# Study material
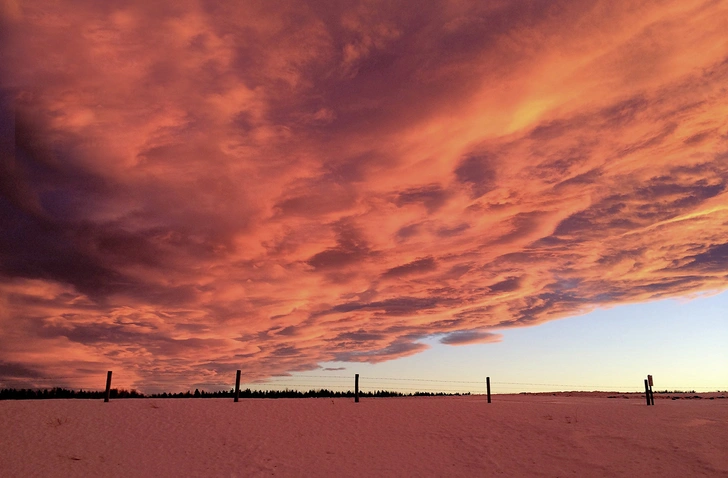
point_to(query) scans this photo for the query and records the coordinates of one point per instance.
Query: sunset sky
(398, 189)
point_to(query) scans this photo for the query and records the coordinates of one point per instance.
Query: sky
(189, 188)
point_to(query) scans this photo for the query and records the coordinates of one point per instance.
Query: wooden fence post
(647, 392)
(108, 386)
(237, 385)
(652, 395)
(356, 388)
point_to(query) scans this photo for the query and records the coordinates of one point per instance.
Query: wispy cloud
(192, 187)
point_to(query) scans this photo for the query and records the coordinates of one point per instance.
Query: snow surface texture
(516, 435)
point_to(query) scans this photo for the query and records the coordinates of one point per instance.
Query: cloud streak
(195, 187)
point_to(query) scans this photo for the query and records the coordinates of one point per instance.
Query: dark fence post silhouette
(356, 388)
(647, 392)
(652, 395)
(237, 386)
(108, 386)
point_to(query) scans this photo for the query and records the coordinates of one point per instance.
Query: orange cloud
(191, 188)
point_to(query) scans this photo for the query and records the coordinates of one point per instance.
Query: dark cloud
(426, 264)
(190, 189)
(478, 173)
(470, 337)
(432, 196)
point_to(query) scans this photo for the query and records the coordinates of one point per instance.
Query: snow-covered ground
(516, 435)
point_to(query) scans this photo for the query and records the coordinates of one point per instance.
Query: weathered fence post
(237, 385)
(356, 388)
(652, 395)
(647, 392)
(108, 386)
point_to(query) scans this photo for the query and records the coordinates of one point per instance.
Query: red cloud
(188, 189)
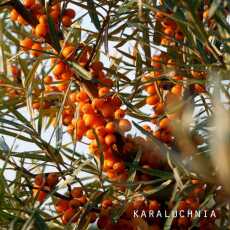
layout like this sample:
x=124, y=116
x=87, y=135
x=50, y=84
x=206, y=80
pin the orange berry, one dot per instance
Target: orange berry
x=70, y=129
x=42, y=19
x=69, y=216
x=124, y=125
x=76, y=192
x=103, y=91
x=28, y=3
x=183, y=221
x=110, y=139
x=89, y=119
x=82, y=96
x=164, y=123
x=199, y=88
x=152, y=100
x=70, y=13
x=169, y=31
x=101, y=131
x=87, y=108
x=26, y=44
x=21, y=20
x=119, y=113
x=36, y=105
x=66, y=21
x=14, y=15
x=90, y=134
x=93, y=217
x=179, y=36
x=36, y=49
x=41, y=30
x=54, y=14
x=59, y=68
x=111, y=127
x=74, y=203
x=52, y=179
x=66, y=76
x=151, y=89
x=62, y=205
x=106, y=203
x=68, y=52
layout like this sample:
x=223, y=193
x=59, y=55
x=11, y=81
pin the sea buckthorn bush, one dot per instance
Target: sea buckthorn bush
x=114, y=113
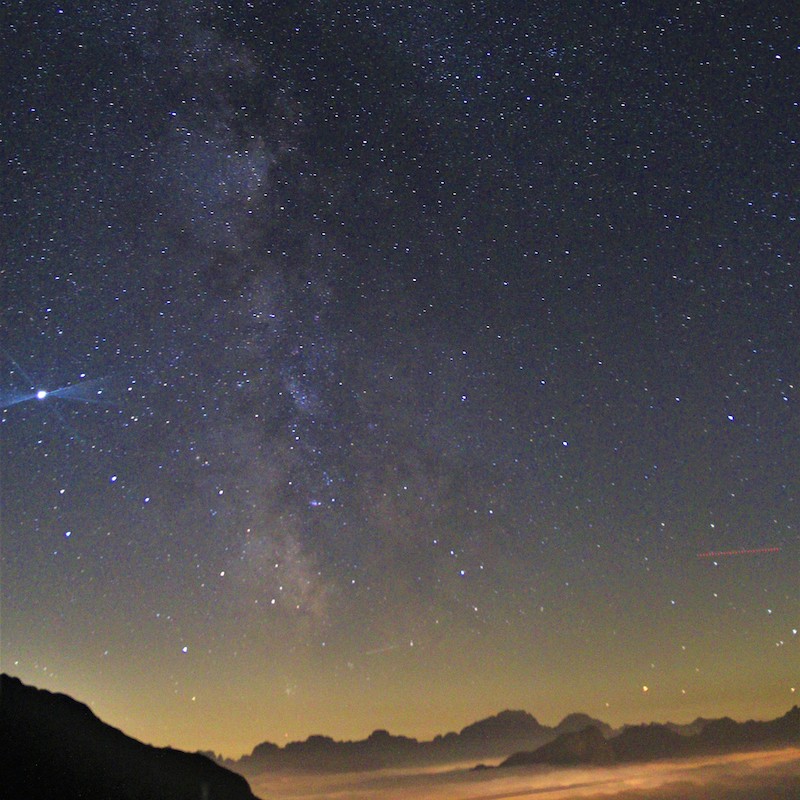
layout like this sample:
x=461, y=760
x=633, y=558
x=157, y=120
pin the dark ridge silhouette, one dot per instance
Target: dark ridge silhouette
x=574, y=723
x=647, y=742
x=652, y=742
x=588, y=746
x=52, y=746
x=493, y=737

# Assignment
All the records need to be repeated exactly, with the images dropped.

# Exercise solution
point_to(query) scans this photo for the query and records the coordinates of one point per instance.
Query: sunset sky
(398, 189)
point_to(query) scans this photo for the query and records the coordinates of one point per instance.
Query: sky
(189, 188)
point_to(query) scans this photo for the query and records the coordinates of one point per instance.
Query: wooden fence post
(647, 392)
(108, 386)
(237, 385)
(652, 395)
(356, 388)
point_to(query) scans this photo for the query and records the coordinates of one point per instance.
Query: wispy cloud
(192, 187)
point_to(query) scans this photo for the query and records the coordinates of one point per instance.
Query: snow surface texture
(516, 435)
point_to(query) scans this photo for the query and records the coordinates of one point per instance.
Query: cloud streak
(195, 187)
point_to(query) scans this photo for the query and records the coordinates of one point per instance.
Query: dark fence post silhouette
(356, 388)
(647, 392)
(652, 395)
(237, 386)
(108, 386)
point_to(query) scans this photo for the query and records the coordinates of one point per instance.
Query: orange cloud
(191, 188)
point_to(query) scans this photo for the query and records the coordinates of one point per instance.
Query: dark cloud
(426, 264)
(190, 189)
(478, 173)
(470, 337)
(432, 196)
point_to(query) scans this photo for the query and records the coordinates of one point per instance.
Query: snow-covered ground
(516, 435)
point_to(query) scans this photo for the query and records the coordinates of one point per instance.
Query: weathered fence post
(237, 385)
(356, 388)
(652, 395)
(647, 392)
(108, 386)
point_to(query) scans this photo for the query and records the coordinates of one point per instance.
Query: red cloud
(188, 189)
layout like this sample:
x=124, y=116
x=87, y=135
x=50, y=84
x=206, y=80
pin the orange berry, one dot per instance
Target: orange berry
x=70, y=129
x=42, y=19
x=69, y=216
x=124, y=125
x=76, y=192
x=103, y=91
x=28, y=3
x=183, y=221
x=110, y=139
x=89, y=119
x=82, y=96
x=164, y=123
x=199, y=88
x=152, y=100
x=70, y=13
x=169, y=31
x=101, y=131
x=87, y=108
x=26, y=44
x=21, y=20
x=119, y=113
x=36, y=105
x=66, y=21
x=14, y=15
x=90, y=134
x=93, y=217
x=179, y=36
x=36, y=49
x=41, y=30
x=54, y=14
x=59, y=68
x=111, y=127
x=74, y=203
x=52, y=179
x=66, y=76
x=151, y=89
x=62, y=205
x=106, y=203
x=68, y=52
layout like this sample:
x=223, y=193
x=59, y=55
x=11, y=81
pin the sea buckthorn bush, one dot per instance
Target: sea buckthorn bush
x=114, y=113
layout like this sample:
x=461, y=760
x=633, y=558
x=157, y=120
pin the dark ridge silhouette, one dot per instance
Target: dark ridge silhouette
x=574, y=723
x=647, y=742
x=652, y=742
x=588, y=746
x=52, y=746
x=493, y=737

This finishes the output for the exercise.